■ Extracted entries ■

● ● ● ● ● ● ●

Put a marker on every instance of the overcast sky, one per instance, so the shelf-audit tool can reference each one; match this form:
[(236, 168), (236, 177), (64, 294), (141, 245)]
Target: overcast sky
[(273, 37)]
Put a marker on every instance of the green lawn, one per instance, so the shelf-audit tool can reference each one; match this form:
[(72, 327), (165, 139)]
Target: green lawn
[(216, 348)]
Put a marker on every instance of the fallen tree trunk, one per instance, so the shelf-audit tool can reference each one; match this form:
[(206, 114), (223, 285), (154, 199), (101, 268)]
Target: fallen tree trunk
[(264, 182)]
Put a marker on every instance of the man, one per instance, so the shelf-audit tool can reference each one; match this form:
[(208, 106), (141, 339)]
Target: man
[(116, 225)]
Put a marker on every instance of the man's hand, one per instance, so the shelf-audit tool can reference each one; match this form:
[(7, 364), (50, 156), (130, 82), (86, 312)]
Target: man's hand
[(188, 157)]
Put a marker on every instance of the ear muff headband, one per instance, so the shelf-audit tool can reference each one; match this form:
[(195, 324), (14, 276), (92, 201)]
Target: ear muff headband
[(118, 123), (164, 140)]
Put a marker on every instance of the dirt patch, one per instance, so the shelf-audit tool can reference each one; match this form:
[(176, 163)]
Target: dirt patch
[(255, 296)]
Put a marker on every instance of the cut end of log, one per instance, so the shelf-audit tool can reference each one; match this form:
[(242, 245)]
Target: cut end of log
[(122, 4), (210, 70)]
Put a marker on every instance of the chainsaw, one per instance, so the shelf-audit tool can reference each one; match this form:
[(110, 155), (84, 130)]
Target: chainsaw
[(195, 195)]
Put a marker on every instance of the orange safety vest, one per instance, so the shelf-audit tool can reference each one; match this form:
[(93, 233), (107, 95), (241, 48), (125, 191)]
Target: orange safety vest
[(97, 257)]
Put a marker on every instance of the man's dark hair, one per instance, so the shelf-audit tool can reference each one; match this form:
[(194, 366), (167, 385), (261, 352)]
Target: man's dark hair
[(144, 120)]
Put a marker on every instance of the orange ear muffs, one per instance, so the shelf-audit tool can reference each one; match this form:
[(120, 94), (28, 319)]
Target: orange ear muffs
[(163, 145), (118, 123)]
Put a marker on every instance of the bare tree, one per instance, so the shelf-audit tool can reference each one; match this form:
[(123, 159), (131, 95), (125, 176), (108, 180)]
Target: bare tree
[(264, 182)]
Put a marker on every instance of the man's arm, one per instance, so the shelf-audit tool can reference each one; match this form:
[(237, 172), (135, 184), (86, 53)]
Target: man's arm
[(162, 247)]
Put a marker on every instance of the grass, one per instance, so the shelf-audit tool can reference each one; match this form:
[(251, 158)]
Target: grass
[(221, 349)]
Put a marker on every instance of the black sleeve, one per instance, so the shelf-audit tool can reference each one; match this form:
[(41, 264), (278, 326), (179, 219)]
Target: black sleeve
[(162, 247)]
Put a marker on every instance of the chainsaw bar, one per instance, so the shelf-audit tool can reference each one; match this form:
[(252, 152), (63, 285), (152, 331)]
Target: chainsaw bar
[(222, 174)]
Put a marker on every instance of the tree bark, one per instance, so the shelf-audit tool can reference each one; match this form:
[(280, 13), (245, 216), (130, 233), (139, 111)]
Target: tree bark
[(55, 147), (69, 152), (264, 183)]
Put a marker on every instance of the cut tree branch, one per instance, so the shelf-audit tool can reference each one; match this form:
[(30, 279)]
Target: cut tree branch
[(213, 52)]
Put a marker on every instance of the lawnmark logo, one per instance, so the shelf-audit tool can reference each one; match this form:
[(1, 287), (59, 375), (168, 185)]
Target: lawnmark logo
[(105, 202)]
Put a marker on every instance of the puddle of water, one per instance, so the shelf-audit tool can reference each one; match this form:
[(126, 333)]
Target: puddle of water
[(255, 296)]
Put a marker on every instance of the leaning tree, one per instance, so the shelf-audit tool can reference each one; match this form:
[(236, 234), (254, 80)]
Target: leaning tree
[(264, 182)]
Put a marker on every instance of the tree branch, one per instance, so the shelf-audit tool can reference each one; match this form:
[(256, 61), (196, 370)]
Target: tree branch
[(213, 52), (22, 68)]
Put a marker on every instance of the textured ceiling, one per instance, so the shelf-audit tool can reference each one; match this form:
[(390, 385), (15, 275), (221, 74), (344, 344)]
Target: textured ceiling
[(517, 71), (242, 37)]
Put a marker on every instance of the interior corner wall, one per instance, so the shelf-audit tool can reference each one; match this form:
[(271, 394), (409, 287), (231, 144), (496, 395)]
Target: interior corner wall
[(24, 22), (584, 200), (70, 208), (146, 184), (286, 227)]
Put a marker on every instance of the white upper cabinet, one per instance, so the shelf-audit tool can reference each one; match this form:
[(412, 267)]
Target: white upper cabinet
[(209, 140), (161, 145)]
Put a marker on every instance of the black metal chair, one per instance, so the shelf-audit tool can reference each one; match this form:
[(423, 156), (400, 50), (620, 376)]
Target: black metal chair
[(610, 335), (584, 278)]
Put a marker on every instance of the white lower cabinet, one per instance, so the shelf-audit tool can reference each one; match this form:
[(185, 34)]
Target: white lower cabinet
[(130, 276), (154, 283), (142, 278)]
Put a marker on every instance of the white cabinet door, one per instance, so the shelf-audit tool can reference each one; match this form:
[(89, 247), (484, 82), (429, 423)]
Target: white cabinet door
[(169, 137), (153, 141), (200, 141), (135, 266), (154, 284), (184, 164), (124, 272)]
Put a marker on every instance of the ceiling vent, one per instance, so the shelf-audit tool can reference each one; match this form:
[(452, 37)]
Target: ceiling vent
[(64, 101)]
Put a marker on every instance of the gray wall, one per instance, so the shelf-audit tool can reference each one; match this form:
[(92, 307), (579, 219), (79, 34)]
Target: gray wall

● ● ● ● ● ● ●

■ Exercise objective ■
Lay out every line of the material above as a Markdown table with two columns, Row for the row number and Line for the text, and skip any blank lines.

■ Completed exercise ■
| Row | Line |
|---|---|
| 1 | Put a marker on every instance of the overcast sky, one per instance, so the shelf-audit tool can reference each one; match this form: |
| 2 | [(236, 168), (236, 177), (64, 294), (141, 245)] |
| 3 | Target: overcast sky |
| 4 | [(273, 37)] |
| 5 | Put a marker on every instance of the green lawn, one per instance, so the shelf-audit tool can reference each one; match this form: |
| 6 | [(72, 327), (165, 139)] |
| 7 | Target: green lawn |
| 8 | [(216, 348)] |
| 9 | Put a marker on every instance of the fallen tree trunk, one per instance, so the shelf-audit tool can reference each one; match this form: |
| 10 | [(206, 114), (223, 285), (154, 199), (101, 268)] |
| 11 | Target: fallen tree trunk |
| 12 | [(264, 182)] |
| 13 | Put a marker on every instance of the man, one per instance, so the shelf-audit tool can reference each one; match this form: |
| 14 | [(208, 106), (141, 339)] |
| 15 | Target: man |
| 16 | [(116, 225)] |
| 17 | Put a marker on every instance of the man's hand, one per instance, so the shelf-audit tool can reference each one; match this form: |
| 18 | [(7, 364), (50, 156), (130, 82), (86, 312)] |
| 19 | Target: man's hand |
| 20 | [(188, 157)] |
| 21 | Put a marker on every instance of the ear muff headband, one per instance, so the shelf-audit tool can reference each one; match this form: |
| 22 | [(195, 324), (14, 276), (92, 201)] |
| 23 | Target: ear muff headband |
| 24 | [(118, 123), (164, 140)] |
| 25 | Put a marker on every instance of the dirt patch, one per instance, so the shelf-audit tool can reference each one; match this form: |
| 26 | [(176, 163)] |
| 27 | Target: dirt patch |
| 28 | [(255, 296)] |
| 29 | Put a marker on every instance of the cut end of log, one per instance, so the shelf-audit tool can reference each one; match this form: |
| 30 | [(242, 245)] |
| 31 | Target: cut end of log |
| 32 | [(122, 4), (210, 70)] |
| 33 | Put a marker on every instance of the chainsaw, one per instance, so the shelf-audit tool can reference each one; match this form: |
| 34 | [(110, 155), (84, 130)] |
| 35 | Target: chainsaw |
| 36 | [(195, 195)] |
| 37 | Put a marker on every instance of the orange safety vest, one per instance, so the shelf-audit tool can reference each one; match this form: |
| 38 | [(93, 233), (107, 95), (241, 48), (125, 191)] |
| 39 | Target: orange safety vest |
| 40 | [(97, 257)] |
| 41 | Put a marker on every instance of the man's dark hair, one per instance, so the shelf-audit tool can reference each one; match this form: |
| 42 | [(194, 366), (167, 385), (261, 352)] |
| 43 | Target: man's dark hair |
| 44 | [(144, 120)] |
| 45 | Put a marker on every instance of the orange ear muffs, one per instance, so the shelf-audit tool can reference each one; match this form: |
| 46 | [(120, 94), (28, 319)] |
| 47 | Target: orange ear muffs |
| 48 | [(163, 145), (118, 123)] |
| 49 | Put a marker on every instance of the bare tree, one per instance, so the shelf-audit tool can reference each one; match this form: |
| 50 | [(123, 159), (131, 95), (125, 176), (108, 180)] |
| 51 | Target: bare tree |
| 52 | [(264, 182)] |
| 53 | Put a marker on every instance of the man's arm, one per instance, so the shelf-audit tool can reference each one; match this form: |
| 54 | [(237, 172), (135, 184), (86, 53)] |
| 55 | Target: man's arm |
| 56 | [(162, 247)] |
| 57 | Put a marker on every instance of the grass, one per instance, so the shelf-audit tool can reference each one; match this form: |
| 58 | [(251, 158)] |
| 59 | Target: grass |
| 60 | [(221, 349)] |
| 61 | Put a marker on every instance of the black sleeve, one per instance, so the shelf-audit tool can reference each one; match this form: |
| 62 | [(41, 264), (278, 326), (179, 219)] |
| 63 | Target: black sleeve |
| 64 | [(162, 247)] |
| 65 | Put a marker on every instance of the chainsaw bar, one per instance, so the shelf-audit tool can reference each one; match this form: |
| 66 | [(252, 152), (63, 285), (152, 331)] |
| 67 | Target: chainsaw bar |
| 68 | [(222, 174)] |
| 69 | Put a marker on every instance of the tree bark, one per instance, so the shelf-audit tool can reference each one; match this form: |
| 70 | [(280, 13), (245, 216), (130, 233), (139, 111)] |
| 71 | Target: tree bark |
| 72 | [(55, 147), (69, 152), (264, 183)] |
| 73 | Put a marker on every instance of the cut tree branch, one per instance, so the shelf-audit tool can reference each one; match this form: |
| 74 | [(30, 279)] |
| 75 | Target: cut tree branch |
| 76 | [(213, 52)] |
| 77 | Put a marker on every instance of the lawnmark logo, one per instance, so the shelf-audit tool can reference each one; match this form: |
| 78 | [(1, 287), (59, 375), (168, 185)] |
| 79 | Target: lawnmark logo |
| 80 | [(105, 202)] |
| 81 | Put a marker on every instance of the puddle of water, one per instance, so the shelf-audit tool can reference each one; match this form: |
| 82 | [(126, 333)] |
| 83 | Target: puddle of water |
| 84 | [(255, 296)] |
| 85 | Put a marker on every instance of the leaning tree, one per instance, so the shelf-audit tool can reference each one; match this form: |
| 86 | [(236, 234), (254, 80)] |
| 87 | Target: leaning tree |
| 88 | [(264, 182)] |
| 89 | Put a marker on every instance of the tree branch, one per instance, so the shelf-audit tool can reference each one; match this form: |
| 90 | [(256, 61), (196, 370)] |
| 91 | Target: tree branch |
| 92 | [(213, 52), (22, 68)] |
| 93 | Put a marker on every instance of the textured ceiling, one per instance, so the shelf-audit tool can reference each one; match this form: |
| 94 | [(390, 385), (15, 275), (221, 74), (344, 344)] |
| 95 | Target: textured ceiling |
| 96 | [(517, 71), (242, 37)] |
| 97 | Put a marker on every instance of the interior corner wall, one per instance, so the shelf-audit tool can reference each one; match this form: |
| 98 | [(271, 394), (409, 287), (231, 144), (496, 395)] |
| 99 | Target: interior corner wall |
| 100 | [(24, 22), (584, 200), (70, 208), (146, 184), (286, 227)] |
| 101 | Put a marker on every instance of the white upper cabinet, one per instance, so the shelf-audit tool can reference each one; match this form: |
| 102 | [(412, 267)] |
| 103 | Target: white upper cabinet |
| 104 | [(209, 140), (161, 145)] |
| 105 | Put a marker on every instance of the black metal chair, one per instance, so the shelf-audit tool can reference each one; match this form: |
| 106 | [(423, 156), (400, 50), (620, 376)] |
| 107 | Target: black metal chair |
| 108 | [(610, 335), (584, 278)] |
| 109 | Put a marker on every instance of the white lower cabinet, one per instance, so the shelf-audit tool can reference each one; match this form: |
| 110 | [(185, 34)] |
| 111 | Target: white lower cabinet |
| 112 | [(130, 276), (154, 283), (142, 278)] |
| 113 | Put a marker on every instance of the white cabinet door, one per instance, so the shelf-audit tool can reference each one; match this form: |
| 114 | [(89, 247), (484, 82), (429, 423)] |
| 115 | Target: white cabinet door |
| 116 | [(169, 137), (153, 141), (200, 141), (135, 266), (154, 284), (184, 164), (124, 272)] |
| 117 | Put a marker on every instance of the ceiling vent, one per instance, so the shelf-audit tool can reference each one; match this form: |
| 118 | [(452, 37)] |
| 119 | Target: ceiling vent |
| 120 | [(64, 101)] |
| 121 | Put a marker on every instance of the gray wall, one per instance, so the shelf-audit tool can reference each one; match this form: |
| 122 | [(92, 307), (579, 219), (79, 34)] |
| 123 | Target: gray wall |